- **TEXT EXTRACT**
****************

In [4, 5], we assumed that:
$$(N_R-1) p_R+N_U p_U > \frac{(N_R+N_U)}{2}.$$
The latter condition is founded on a fundamental premise that has to hold in any sustainable society, where telling the “truth” is considered a virtue, while “lying” is considered detrimental and harmful to the society. In this paper, the task we undertake is to consider the non-intuitive complementary problem. Indeed, we will investigate the non-trivial case in which the phenomenon of “lying” is more prevalent than that of saying the “truth” exasperated by the case when the proportion of stochastic “lying” agents exceeds the number of stochastic “truth-telling” agents. We shall endeavor to state and prove the relevant theoretical results for the case where:
$$(N_R-1) p_R+N_U p_U < \frac{(N_R+N_U)}{2}-1{.}$$
The reader should observe that whenever the Environment is deterministic, i.e., \(p_R=1\) and \(p_U=0\), the above condition can be written as \(N_R<N_R+N_U\), which simply means that the set of unreliable sensors form the Majority from among the sensors. Hence, in the special case of a deterministic Environment, the problem can be seen as resolving the problem using Majority voting.

3 The Solution

3.1 Overview of Our Solution

In this paper, we provide a novel solution to the STTP for the scenario where “lying prevails over the truth”, and where this solution is based on the field of LA that was briefly surveyed above. It is appropriate to mention that we are not aware of any other solution to this problem (within this setting), and so we believe that our solution is both pioneering and novel. We intend to take advantage of the fact that LA combine rapid and accurate convergence with low computational complexity. In addition to its computational simplicity, unlike most reported approaches, as mentioned earlier, our scheme does not require prior knowledge of the ground truth. Rather, it adaptively, and in an on-line manner, gradually learns the identity and characteristics of the sensors which tend to provide reliable readings, and of those which tend to provide unreliable ones.

Our solution involves a team of LA where each LA is uniquely attached to (or rather, associated with) a specific sensor, on a one-to-one basis. Each automaton \(\mathcal{A}^{i}\), attached to sensor \(s_i\), has two actions.

****************

- **TASK INSTRUCTIONS**
A – According to the text on sensors and learning automata, what does the proposed scheme not require, unlike most reported approaches?
B – Summarize the text on sensors and learning automata in two sentences.
C – Continue the text on sensors and learning automata from the point where it stops.

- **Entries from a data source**
****************

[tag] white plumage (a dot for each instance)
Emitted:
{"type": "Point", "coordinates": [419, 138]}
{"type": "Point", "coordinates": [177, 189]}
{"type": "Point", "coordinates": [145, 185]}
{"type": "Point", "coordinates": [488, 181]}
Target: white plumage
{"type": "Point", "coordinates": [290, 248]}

****************

- **IN RESPONSE**
A – It does not require prior knowledge of the ground truth.

B – Unlike earlier work, the paper examines the case where "lying" is more prevalent than telling the "truth," which in a deterministic Environment means that the unreliable sensors form the Majority. The authors propose a solution to the STTP based on a team of learning automata, each attached to one sensor, that learns on-line which sensors give reliable readings without prior knowledge of the ground truth.

C –
By suitably modeling the agreement or disagreement of the opinions about the sensed ground truth between each sensor and the rest of the other sensors, we can appropriately model these as responses from the corresponding “Environment”. Using these synthesized responses, our scheme will intelligently group the sensors according to the readings that they report about the ground truth. Since a sensor is reliable if it reports the ground truth correctly with a probability \(p_i > 0.5\) (and unreliable otherwise), we will design our scheme so that it can infer the similar sensors and collect them into their respective groups. In other words, we will infer the crucial pieces of information, namely the identities of the sensors, from the random stream of sensor reports.

The fusion part of our scheme will be based on the result of a prior partitioning phase. Ultimately, the aim behind identifying the set of unreliable sensors, \(\mathbb {\mathcal {S}}_U\), is to improve the performance of the fusion process for inferring the ground truth. The result of the convergence of the team of LA, which results in a partitioning that infers the identity of the sensors, will serve as an input to the fusion process. In this vein, we present a simple approach for fusing the results, and study its performance in the section that describes the experimental result. The fusion approach only considers the measurements from the reliable sensors as being informative, and simultaneously discards measurements from the unreliable sensors. An alternate fusion scheme which considers the responses from all the sensors is also described. The first formal result concerning the performance of the LA is given below.

3.2 Theoretical Results for the Case Where: “Lying Prevails over Truth”

In this section, we provide theoretical results pertinent to the extremely interesting and fascinating case when “Lying Prevails over Truth-Telling”, i.e., when it is more likely for the sensors to be unreliable than reliable, or if you like, the number of unreliable sensors is more than the number of reliable ones.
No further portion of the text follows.